■ **DO THIS**:
Quote each of the items below word for word, leaving out the pictures.

■ **SOURCE DATA**:
▬▬▬▬▬▬
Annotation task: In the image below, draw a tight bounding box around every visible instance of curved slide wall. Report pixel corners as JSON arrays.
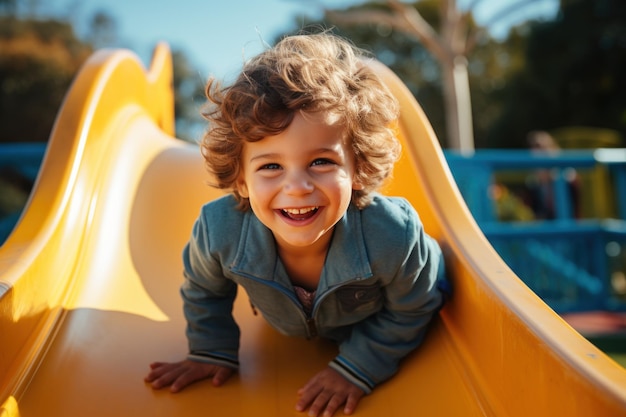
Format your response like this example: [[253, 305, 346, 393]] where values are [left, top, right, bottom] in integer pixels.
[[0, 44, 626, 417]]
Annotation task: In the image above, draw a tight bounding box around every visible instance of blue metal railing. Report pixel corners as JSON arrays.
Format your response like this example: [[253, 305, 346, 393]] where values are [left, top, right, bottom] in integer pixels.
[[0, 143, 47, 245], [446, 149, 626, 313], [0, 143, 626, 313]]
▬▬▬▬▬▬
■ **COMPLETE ANSWER**:
Annotation task: In the image below, draw a tight bounding box around every visible instance of curved slide wall. Report pixel corners as JSON arrays.
Format your response like this example: [[253, 305, 346, 393]] where values are [left, top, right, bottom] in integer pixels.
[[0, 44, 626, 417]]
Annotation task: In the image above, draw a tight bounding box around every visible instance of blue metal railing. Report pixel corners as JSON arrays.
Format your response like this example: [[253, 305, 346, 393]] where values are [left, top, right, bottom] in integer pixels.
[[0, 143, 47, 245], [446, 149, 626, 313], [0, 143, 626, 313]]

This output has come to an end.